EXERCISE PROMPT
Go through the material and write it all out exactly, minus the pictures.

GIVEN INFORMATION

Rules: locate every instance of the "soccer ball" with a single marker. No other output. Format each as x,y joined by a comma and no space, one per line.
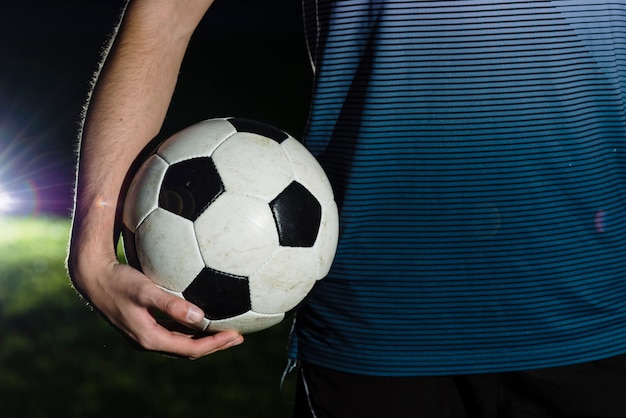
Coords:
235,216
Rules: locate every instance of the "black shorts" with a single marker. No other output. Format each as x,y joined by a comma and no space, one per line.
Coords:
595,389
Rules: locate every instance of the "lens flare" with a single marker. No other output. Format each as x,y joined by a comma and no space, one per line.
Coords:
7,202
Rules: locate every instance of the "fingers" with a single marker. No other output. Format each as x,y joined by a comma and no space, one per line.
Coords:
187,345
138,298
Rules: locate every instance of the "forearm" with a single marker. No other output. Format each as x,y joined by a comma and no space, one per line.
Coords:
126,110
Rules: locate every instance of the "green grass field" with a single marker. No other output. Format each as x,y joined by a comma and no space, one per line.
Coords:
58,358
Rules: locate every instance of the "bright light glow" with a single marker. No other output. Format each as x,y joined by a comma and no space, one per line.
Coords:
7,202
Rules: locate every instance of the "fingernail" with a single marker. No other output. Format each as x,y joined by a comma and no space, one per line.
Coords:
194,315
237,341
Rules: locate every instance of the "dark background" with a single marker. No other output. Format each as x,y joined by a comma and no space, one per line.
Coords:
248,58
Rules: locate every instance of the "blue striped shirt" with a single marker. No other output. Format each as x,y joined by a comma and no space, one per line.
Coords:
476,149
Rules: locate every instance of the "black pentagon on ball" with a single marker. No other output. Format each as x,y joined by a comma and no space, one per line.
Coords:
219,295
190,186
298,215
252,126
130,248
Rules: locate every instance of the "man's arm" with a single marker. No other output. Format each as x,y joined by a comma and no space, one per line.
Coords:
126,110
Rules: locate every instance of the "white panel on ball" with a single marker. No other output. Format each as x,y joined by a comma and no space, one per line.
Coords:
307,170
169,256
144,191
284,280
253,164
199,140
236,234
247,322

EXERCISE OUTPUT
Rules: locate every instance of the "soccer ball" with a single marker. No other output. Format each as x,y joined by a comma and no space, one per line.
Coords:
235,216
Rules: locate every instance of the "black shorts" with a single marker. No other output. Format each as x,y joined by a comma and no space, one per line.
Coords:
595,389
Rules: locate every instance of the "lens flare" with a single marker. No other output. Format each as x,y joined by a comma and no space, one per line.
Coords:
7,202
Rules: locate every instance of the "fingers" with a single marker. No other output. Format each as x,y joined by a comma and no space, one per line.
Coords:
187,345
138,298
Rules: locate every instance of the "forearm" with a single marker. No other output. Format each as x,y joined by a comma and no space, one per line.
Coords:
126,110
Rules: locate every instance of the "green grass field" with a single marker. No other output. Format each as x,y joined by a comma and no space, one per line.
Coords:
58,358
Rules: locate every instance of the "bright light glow" with a single marker. No other output. Format each as x,y joined by a comma and no space, one per line.
Coords:
7,202
Rules: locate every instance of the "fingernail" with a single marker. No other output. Format each as x,y joined by a comma and no space, one per line.
Coords:
194,315
237,341
Rules: locate every instance of the "dark background" with a single marker. No other output. Format each as x,y joined by a comma and no space, one per line.
Coords:
248,58
Rules: locate every instance of the "blue striped shirt" with a single marker. No other output. Format each as x,y joined by a comma and no space, one per line.
Coords:
476,149
Rules: locate every instance of the "black pentagon on ball" with a single marker. No other output. Format each as x,y joined by a comma and no space, one per line.
Coords:
219,295
190,186
298,215
252,126
130,248
Rules: locate every instance of the "man's arm" with a single marker. No other output. Format each as x,y joined by a comma and no space, one per line.
Coords:
126,110
Rules: locate every instance of the "white panel on ball" with a single marker. No other output. Format each as x,y joined by a comma and no space, one per line.
Coords:
307,170
169,256
144,191
284,280
253,164
199,140
236,234
247,322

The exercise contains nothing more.